WORK INSTRUCTIONS: Reproduce the rows from the beginning up to and including the line containing "top-left (165, 223), bottom-right (605, 300)", substituting "ceramic tile backsplash" for "tile backsplash" and leaving everything else unchanged.

——————————

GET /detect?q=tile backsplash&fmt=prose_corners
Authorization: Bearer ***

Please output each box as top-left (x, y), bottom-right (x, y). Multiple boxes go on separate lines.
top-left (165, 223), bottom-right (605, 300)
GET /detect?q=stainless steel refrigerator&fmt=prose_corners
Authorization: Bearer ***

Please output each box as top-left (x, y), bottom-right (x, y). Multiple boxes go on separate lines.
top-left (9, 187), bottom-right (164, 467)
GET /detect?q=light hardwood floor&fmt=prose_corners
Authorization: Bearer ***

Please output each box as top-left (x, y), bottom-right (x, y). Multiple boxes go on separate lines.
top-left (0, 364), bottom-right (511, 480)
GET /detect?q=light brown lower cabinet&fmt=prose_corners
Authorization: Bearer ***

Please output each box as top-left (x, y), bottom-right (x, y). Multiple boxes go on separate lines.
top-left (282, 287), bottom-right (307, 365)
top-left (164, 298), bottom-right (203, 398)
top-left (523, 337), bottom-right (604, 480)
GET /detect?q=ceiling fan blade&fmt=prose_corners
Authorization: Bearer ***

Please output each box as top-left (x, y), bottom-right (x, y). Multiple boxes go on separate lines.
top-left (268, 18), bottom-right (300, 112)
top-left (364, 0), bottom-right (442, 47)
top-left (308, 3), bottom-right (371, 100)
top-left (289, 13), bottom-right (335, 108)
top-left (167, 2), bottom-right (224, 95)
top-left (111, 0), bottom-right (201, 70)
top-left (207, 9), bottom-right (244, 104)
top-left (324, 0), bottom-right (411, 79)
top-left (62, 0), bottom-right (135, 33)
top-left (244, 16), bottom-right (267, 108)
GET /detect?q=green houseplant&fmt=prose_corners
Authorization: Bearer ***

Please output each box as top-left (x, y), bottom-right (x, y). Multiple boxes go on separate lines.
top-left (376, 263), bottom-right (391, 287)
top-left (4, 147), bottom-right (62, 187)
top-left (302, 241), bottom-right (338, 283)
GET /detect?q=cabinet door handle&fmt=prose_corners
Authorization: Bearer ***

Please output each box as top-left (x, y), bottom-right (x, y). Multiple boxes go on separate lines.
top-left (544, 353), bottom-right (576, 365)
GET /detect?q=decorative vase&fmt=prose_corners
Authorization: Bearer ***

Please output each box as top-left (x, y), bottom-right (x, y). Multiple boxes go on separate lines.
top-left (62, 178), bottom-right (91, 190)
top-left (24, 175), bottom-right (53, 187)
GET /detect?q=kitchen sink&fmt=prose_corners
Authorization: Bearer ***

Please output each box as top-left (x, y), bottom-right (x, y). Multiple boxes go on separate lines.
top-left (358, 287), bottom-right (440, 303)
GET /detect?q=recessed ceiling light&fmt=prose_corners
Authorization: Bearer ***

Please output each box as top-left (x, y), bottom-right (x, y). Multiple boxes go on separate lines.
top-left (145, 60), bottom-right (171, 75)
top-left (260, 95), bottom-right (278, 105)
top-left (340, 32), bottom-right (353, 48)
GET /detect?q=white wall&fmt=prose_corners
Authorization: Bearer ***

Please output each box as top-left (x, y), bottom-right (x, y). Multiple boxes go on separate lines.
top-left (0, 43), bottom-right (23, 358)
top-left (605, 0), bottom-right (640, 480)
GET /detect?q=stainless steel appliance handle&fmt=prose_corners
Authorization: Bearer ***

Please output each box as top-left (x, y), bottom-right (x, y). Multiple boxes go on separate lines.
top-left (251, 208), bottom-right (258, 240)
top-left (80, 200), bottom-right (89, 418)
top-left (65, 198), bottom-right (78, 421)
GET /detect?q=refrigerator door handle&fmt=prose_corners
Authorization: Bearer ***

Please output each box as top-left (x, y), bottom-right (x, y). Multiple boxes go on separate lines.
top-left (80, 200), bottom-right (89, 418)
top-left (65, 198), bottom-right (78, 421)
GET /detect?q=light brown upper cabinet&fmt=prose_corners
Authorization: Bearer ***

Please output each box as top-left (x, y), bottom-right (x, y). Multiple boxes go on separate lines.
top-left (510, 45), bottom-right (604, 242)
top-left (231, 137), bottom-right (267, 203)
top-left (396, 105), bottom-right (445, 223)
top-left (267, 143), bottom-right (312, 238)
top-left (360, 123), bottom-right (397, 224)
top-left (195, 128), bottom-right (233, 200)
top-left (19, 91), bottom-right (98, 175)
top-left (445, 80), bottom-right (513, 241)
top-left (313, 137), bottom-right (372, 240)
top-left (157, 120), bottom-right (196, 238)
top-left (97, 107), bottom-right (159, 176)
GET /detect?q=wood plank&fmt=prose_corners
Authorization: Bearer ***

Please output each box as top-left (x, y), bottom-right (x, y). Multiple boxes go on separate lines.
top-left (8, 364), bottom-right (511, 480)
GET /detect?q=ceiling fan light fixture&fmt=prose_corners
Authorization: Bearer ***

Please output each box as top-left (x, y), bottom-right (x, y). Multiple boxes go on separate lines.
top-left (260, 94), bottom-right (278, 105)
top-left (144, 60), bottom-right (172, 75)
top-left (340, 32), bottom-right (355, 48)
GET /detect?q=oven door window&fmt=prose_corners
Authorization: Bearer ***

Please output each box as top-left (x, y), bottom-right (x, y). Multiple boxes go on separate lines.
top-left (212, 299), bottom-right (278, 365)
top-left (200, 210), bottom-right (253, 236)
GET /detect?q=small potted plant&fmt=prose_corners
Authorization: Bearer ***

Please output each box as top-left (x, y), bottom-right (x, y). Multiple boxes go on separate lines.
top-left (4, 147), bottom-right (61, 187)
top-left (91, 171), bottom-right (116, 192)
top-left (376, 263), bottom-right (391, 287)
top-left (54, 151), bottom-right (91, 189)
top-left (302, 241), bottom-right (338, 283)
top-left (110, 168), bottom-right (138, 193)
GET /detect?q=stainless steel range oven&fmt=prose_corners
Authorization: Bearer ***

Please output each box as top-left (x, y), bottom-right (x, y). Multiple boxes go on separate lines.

——————————

FULL RESPONSE:
GET /detect?q=ceramic tile backsplash&fmt=prose_corners
Authorization: Bearer ***

Please output each box as top-left (x, y), bottom-right (x, y). Multiple boxes go on separate lines.
top-left (165, 223), bottom-right (605, 300)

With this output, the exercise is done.